» **Exercise details**: Your answer should consist of the lines in the following data that contain "tray".

» **Source material**:
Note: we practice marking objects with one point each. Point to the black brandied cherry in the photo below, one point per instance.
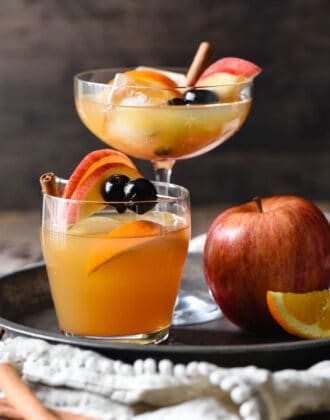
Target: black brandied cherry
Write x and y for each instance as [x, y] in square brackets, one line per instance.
[200, 96]
[113, 190]
[140, 192]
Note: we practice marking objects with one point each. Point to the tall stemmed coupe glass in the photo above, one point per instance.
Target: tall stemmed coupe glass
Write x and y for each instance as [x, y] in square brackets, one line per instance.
[148, 120]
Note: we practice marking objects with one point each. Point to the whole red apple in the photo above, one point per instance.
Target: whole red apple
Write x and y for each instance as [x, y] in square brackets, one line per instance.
[280, 243]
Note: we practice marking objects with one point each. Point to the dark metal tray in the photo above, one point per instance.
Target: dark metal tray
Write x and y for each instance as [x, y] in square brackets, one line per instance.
[26, 309]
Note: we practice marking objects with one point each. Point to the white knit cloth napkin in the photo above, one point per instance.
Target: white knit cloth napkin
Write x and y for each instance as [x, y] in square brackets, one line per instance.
[84, 382]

» **Final answer**:
Note: we practice marking objects with one point each. Point to the dark metal tray in the photo above, one point per instance.
Target: dark metal tray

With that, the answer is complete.